TEXT UNDER STUDY ▸
......

- The Washington Times - Wednesday, September 18, 2024

Immigrants who live illegally in southern Texas — and even some legal residents — are struggling to obtain abortions, the American Civil Liberties Union said in a new report Wednesday.

The ACLU said the state’s strict laws mean those seeking to terminate a pregnancy usually travel elsewhere. That’s not so easy for immigrants without documentation who run the risk of getting snared by Border Patrol checkpoints set up on major roads leading away from the border.

It’s also a problem for residents who travel with the migrants, the group said.

Someone driving from Laredo over the state border into Las Cruces, New Mexico, might have to go through six checkpoints, the ACLU said, calling the result a “chilling effect” on immigrant women.

“Some young women are afraid to even travel to a clinic to access their birth control for fear of immigration questioning,” said Lucie Arvallo, executive director of Jane’s Due Process, which works to connect women with birth control or abortion services.

Texas imposes strict limits on abortions, prohibiting the practice save for instances when the woman would die or face severe injury from continuing the pregnancy.

That has sent Texas women fleeing to other states. Nearly three-quarters of abortions performed in New Mexico last year were for out-of-state women, according to the Guttmacher Institute.

......

Data excerpts:
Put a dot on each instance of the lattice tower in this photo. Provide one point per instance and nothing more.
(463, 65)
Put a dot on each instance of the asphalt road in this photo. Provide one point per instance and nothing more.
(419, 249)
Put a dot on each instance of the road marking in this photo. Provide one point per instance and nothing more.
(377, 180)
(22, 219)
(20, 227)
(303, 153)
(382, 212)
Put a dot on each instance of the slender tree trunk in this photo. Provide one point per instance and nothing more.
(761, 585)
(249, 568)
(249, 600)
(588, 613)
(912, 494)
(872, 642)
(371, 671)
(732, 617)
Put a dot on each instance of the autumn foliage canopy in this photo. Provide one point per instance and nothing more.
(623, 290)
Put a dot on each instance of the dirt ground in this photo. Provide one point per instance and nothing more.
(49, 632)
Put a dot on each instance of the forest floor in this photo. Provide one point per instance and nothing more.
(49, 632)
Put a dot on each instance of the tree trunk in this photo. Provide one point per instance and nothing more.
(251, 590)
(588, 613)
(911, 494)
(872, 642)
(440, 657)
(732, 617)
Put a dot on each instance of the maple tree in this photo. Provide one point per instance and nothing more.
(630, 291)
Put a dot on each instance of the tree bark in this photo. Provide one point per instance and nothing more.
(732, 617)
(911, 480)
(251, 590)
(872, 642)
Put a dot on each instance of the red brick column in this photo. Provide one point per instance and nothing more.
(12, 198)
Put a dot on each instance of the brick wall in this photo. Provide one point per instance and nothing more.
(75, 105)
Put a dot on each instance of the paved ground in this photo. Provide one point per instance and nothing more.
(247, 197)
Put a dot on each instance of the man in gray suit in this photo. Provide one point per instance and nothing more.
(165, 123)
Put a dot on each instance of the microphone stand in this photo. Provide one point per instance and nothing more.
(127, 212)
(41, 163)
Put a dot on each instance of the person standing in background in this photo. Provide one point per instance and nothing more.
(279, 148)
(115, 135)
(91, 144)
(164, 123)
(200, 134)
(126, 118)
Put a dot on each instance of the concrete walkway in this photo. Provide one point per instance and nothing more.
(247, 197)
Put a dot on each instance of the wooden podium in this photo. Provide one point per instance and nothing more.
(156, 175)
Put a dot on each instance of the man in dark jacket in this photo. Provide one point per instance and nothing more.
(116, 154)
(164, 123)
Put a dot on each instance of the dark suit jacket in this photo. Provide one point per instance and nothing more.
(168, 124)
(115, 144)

......

WORK INSTRUCTIONS ▸
a: Using the article on abortion access for immigrants in southern Texas, decide whether each statement agrees with it: (i) a driver going from Laredo to Las Cruces, New Mexico, might pass through six checkpoints; (ii) Texas bans abortion with no exceptions at all; (iii) about half of the abortions performed in New Mexico last year were for out-of-state women. Answer yes or no for each and quote the words that decide it.
b: Continue the article on abortion access for immigrants in southern Texas after its last sentence.

TASK-BY-TASK ANSWERS ▸
a:
(i) Yes: "Someone driving from Laredo over the state border into Las Cruces, New Mexico, might have to go through six checkpoints"
(ii) No: "prohibiting the practice save for instances when the woman would die or face severe injury from continuing the pregnancy"
(iii) No: "Nearly three-quarters of abortions performed in New Mexico last year were for out-of-state women"

b:
The ACLU said that could mean a 12-hour, one-way drive for some Texas residents. That burden is compounded for migrants who must run the gantlet of Border Patrol checkpoints.

“Federal interior checkpoints, state anti-immigrant policing and extreme abortion bans combine to create an unnecessary, stressful and dangerous web of barriers to abortion care for people living in border communities,” said Sarah Mehta, senior border policy counsel at the ACLU.

The ACLU urged the Biden administration to stand down on checkpoint enforcement when people are seeking essential care.

The Washington Times reached out to Homeland Security for this story.

Jessica Vaughan, policy studies director at the Center for Immigration Studies, said the checkpoints exist for security reasons. She called the ACLU’s demand “shocking.”

“People who are here illegally and are detected at a checkpoint should be removed from the country. They should not expect to get a free pass to travel throughout the country,” she said. “The truth is that the ACLU wants the entire country to be a safe pace for illegal immigration and this is just another opportunity for them to chip away at what few controls are left for border security.”

She suggested the immigrants along the border in Texas who want to obtain abortions can cross into Mexico, where it has been decriminalized at the national level and some states have fully legalized it in the first trimester.

“These women are not without options, and they’ve complicated their lives by deciding to live here illegally,” Ms. Vaughan said.

Homeland Security does have a sensitive locations policy that prohibits immigration enforcement near schools, hospitals, clinics and other places where people go for services. But the ACLU said that policy doesn’t mean much to border residents who must go through checkpoints to access those services.

Under the law, checkpoints can operate within 100 miles of the border. Agents are authorized to verify the legal status of those traveling and to stop drug smuggling.

They act as a sort of secondary wall, hindering immigrants who made it across the border illegally and want to go deeper into the U.S.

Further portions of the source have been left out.